■ Tâches:
(1) Recopiez, dans l'entretien sur le beauf, le passage qui va de « Aujourd’hui plus que » jusqu'à « de la société ? ».
(2) Dressez la liste de tous les prénoms cités dans l'entretien sur le beauf, sans compter celui de Rose Lamy.
(3) Poursuivez l'entretien sur la figure du beauf à partir de sa dernière phrase.

■ Extrait:
»»

À ce moment-là, vous êtes choquée mais vous le cachez. Et ce n’est que plusieurs années plus tard que vous prenez conscience du caractère éminemment politique de la situation. La bataille culturelle était déjà entamée, selon vous ?

Oui, parce qu’il y a là une partie de la bataille qui se joue. Et le beauf, il est obligatoirement politique par son origine. En France particulièrement, on se traîne encore ce personnage et ses antagonistes, on est toujours en train de revivre un peu la même scène. Celle de Cabu qui proposait dans ses dessins ce personnage à la suite de Mai 68 : la soixantaine bedonnante à moustache, de droite, voire d’extrême droite, réactionnaire, conservateur. C’est d’ailleurs cette définition qui est rentrée dans le dictionnaire dans les années 1980.

Aujourd’hui plus que jamais, le beauf est stigmatisé : c’est le mal votant, c’est le mal sachant. Le raciste aussi ?

Le beauf a toujours mal voté. Il était l’antagoniste du gauchiste et c’est vrai que maintenant, la polarisation s’est un peu décalée, ce serait l’électeur du RN. On le verrait plus sous les traits du tonton raciste des fêtes de famille, qui a un petit peu trop bu.

Vous évoquez aussi les prénoms, une forme de stigmatisation du « beauf » qui mettrait à l’écart tout un pan de la société ?

En effet, les Jordan, les Kevin, tous ces prénoms anglo-saxons considérés comme des prénoms beaufs, parlent d’une classe sociale et d’un territoire qui peuvent se sentir insultés, rejetés, dénigrés. Cela peut les pousser vers des extrêmes qui leur disent « voyez comme la gauche intello vous traite ! ». Et imaginons qu’un homme brigue la plus haute fonction de l’État en s’appelant Jordan ou un Premier ministre Kevin, on comprendrait aisément que ce soit formidable pour eux. Et à juste titre, ils pourraient s’en réjouir. Dans le livre, j’évoque notamment un sketch diffusé sur France Inter qui m’avait un peu choquée : une humoriste ne dit pas autre chose en demandant « mais où va-t-on ? Un président Jordan, une ministre de la culture Kimberley ? ». Cela m’avait interpellée. En quoi serait-ce un problème, en fait ? Et bien sûr, le RN joue beaucoup sur ces symboles, il se vante d’être le premier parti à avoir fait rentrer des Kevin à l’Assemblée nationale, avoir fait élire un maire Steve, à proposer un candidat Jordan à la présidence.

Rose Lamy se plaît à paraphraser Cabu : « On est toujours le beauf de quelqu’un, à la fois victime et bourreau. »

««

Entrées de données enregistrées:
»»

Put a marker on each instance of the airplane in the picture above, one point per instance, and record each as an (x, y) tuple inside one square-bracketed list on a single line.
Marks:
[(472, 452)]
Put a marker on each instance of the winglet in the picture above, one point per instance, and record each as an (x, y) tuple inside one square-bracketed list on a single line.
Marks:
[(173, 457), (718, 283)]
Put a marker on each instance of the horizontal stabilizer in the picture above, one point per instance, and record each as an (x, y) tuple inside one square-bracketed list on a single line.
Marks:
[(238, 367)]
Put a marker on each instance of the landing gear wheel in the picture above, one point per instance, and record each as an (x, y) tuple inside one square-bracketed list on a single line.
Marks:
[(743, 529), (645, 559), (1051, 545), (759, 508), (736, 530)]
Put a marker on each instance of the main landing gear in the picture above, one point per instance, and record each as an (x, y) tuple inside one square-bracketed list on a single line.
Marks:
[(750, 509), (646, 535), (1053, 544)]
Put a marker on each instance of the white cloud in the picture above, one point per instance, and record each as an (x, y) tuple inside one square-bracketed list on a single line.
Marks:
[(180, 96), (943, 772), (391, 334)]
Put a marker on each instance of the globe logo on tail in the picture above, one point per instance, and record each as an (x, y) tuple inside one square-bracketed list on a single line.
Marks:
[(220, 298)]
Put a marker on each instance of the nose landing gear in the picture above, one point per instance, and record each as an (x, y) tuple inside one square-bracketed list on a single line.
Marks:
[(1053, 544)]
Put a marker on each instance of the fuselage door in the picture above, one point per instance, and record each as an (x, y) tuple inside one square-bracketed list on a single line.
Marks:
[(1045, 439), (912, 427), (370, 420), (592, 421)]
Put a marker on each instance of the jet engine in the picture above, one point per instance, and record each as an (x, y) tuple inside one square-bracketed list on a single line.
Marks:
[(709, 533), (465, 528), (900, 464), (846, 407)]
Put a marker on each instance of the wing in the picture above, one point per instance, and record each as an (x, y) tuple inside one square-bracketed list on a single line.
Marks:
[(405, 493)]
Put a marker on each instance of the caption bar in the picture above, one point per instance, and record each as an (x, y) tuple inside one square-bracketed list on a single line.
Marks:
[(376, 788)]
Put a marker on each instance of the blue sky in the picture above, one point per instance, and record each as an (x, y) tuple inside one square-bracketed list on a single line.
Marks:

««

■ Résultats dans l'ordre:
(1)
Aujourd’hui plus que jamais, le beauf est stigmatisé : c’est le mal votant, c’est le mal sachant. Le raciste aussi ?

Le beauf a toujours mal voté. Il était l’antagoniste du gauchiste et c’est vrai que maintenant, la polarisation s’est un peu décalée, ce serait l’électeur du RN. On le verrait plus sous les traits du tonton raciste des fêtes de famille, qui a un petit peu trop bu.

Vous évoquez aussi les prénoms, une forme de stigmatisation du « beauf » qui mettrait à l’écart tout un pan de la société ?

(2) Jordan, Kevin, Kimberley, Steve

(3)
© Marie Rouge

Ainsi les beaufs n’existent pas. Ou alors seulement dans le regard de ceux qui cherchent à mettre à distance une partie de la population qui les dégoûte […] D’autres, et c’est un risque que j’ai mesuré, voudront probablement gentrifier le beauf, s’accaparer sa force et sa richesse. Je prends de mon côté la décision de le redéfinir. Un prénom beauf portera en lui toute une culture familière. Une chanson beaufe sera sensible et entraînante. Un film beauf mettra en scène des personnages de classes populaires en dehors du regard bourgeois et dotés d’agentivité. Quand j’aurai besoin de désigner un homme méprisable, bête et de moralité douteuse, je dirai qu’il est un macroniste. Ma psy dirait sûrement que je suis réintégrée, que j’ai mis fin à ma dissociation. Je parlerai de mon côté d’une euphorie sociale. Je suis enfin fière de ce que je suis, autant que de ce que j’ai été. Libre. Autonome. Fière. Beaufe. »

On est toujours le beauf de quelqu’un, à la fois victime et bourreau en quelque sorte. On participerait à cette polarisation en pêchant par méconnaissance de l’autre ?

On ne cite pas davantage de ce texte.